(Instruction)
Look for "Could you point at the snow covered mountain" in the listing below, then copy exactly the line it appears in and all lines after it to the end, and nothing more.

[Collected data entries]
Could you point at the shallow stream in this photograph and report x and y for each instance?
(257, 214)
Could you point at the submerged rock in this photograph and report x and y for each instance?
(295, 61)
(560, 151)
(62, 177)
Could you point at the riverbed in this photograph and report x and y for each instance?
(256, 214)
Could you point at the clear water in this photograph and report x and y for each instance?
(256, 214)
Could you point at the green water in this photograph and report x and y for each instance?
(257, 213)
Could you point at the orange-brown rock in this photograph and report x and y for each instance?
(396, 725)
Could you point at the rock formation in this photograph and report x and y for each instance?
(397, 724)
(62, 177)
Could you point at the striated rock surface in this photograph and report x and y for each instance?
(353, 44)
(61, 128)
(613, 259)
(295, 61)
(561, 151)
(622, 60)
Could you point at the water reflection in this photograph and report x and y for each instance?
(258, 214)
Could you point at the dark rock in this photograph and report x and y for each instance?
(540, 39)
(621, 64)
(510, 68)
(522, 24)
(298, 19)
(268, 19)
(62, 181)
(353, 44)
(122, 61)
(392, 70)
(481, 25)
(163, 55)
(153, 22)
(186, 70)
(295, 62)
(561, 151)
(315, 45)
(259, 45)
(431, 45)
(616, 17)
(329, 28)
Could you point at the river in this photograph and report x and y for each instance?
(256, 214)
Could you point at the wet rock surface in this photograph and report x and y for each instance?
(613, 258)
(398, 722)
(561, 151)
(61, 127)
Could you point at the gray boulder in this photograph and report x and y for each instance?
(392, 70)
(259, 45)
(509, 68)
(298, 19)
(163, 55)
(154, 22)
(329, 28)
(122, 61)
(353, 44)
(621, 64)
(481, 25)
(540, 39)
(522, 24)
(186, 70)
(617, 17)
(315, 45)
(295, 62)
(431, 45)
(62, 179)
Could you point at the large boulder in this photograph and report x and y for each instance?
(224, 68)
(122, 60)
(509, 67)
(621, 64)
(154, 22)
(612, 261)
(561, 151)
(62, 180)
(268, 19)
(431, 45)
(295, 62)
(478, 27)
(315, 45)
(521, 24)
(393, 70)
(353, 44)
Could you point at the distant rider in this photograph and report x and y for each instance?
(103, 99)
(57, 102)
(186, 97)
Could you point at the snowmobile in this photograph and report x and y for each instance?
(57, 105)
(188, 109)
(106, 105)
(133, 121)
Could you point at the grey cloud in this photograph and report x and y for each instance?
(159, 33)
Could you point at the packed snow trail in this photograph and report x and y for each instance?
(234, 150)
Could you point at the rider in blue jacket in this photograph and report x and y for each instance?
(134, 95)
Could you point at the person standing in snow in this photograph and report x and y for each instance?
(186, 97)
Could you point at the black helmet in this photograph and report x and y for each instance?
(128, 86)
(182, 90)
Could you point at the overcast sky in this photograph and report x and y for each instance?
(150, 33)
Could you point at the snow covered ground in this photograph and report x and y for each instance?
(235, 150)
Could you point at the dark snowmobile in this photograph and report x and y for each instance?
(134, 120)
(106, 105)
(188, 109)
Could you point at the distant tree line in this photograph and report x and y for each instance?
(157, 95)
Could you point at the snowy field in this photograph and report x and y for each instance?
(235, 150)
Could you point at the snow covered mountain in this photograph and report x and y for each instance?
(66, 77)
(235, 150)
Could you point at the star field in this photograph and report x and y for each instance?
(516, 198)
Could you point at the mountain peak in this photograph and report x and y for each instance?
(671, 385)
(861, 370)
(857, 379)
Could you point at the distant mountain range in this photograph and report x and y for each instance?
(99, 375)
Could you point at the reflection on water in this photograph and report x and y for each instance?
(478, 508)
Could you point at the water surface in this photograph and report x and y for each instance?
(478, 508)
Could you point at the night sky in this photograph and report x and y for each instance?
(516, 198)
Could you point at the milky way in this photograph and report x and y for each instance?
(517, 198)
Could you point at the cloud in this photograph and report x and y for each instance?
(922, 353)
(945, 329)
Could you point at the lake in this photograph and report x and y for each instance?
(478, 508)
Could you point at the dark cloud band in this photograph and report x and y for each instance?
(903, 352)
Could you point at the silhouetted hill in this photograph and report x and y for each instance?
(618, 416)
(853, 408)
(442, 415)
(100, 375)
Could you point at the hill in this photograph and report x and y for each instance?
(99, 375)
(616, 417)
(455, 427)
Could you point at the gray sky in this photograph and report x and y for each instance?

(Task response)
Could you point at the snow covered mountain in this photograph and report x and y for each instance?
(66, 77)
(235, 150)
Could you point at the star field in this photograph and report x and y for each instance?
(516, 198)
Could you point at the mountain peak in this photograph and report x and y for each instance?
(671, 385)
(861, 370)
(857, 379)
Could you point at the distant mountain range in this photograph and report x and y for each instance?
(99, 375)
Could you point at the reflection on water in this photograph and report x and y for each instance?
(478, 508)
Could you point at the water surface in this photograph and report x and y for each instance?
(478, 508)
Could you point at the night sky in this photograph and report x and y for each instance?
(516, 198)
Could you point at the milky way in this photograph and report x and y for each instance?
(517, 198)
Could you point at the cloud in this photograph and report x and y for each instance?
(922, 353)
(945, 329)
Could you point at the lake in this photograph and report x and y for each instance?
(478, 508)
Could you point at the dark cloud band in this photograph and report x and y for each instance?
(903, 352)
Could you point at the silhouetted hill in this photograph and report x and y for each instance?
(618, 416)
(853, 408)
(442, 415)
(100, 375)
Could you point at the hill in this photograph and report x and y for each instance?
(99, 375)
(616, 417)
(455, 427)
Could you point at the gray sky in this photograph and report x and y for each instance?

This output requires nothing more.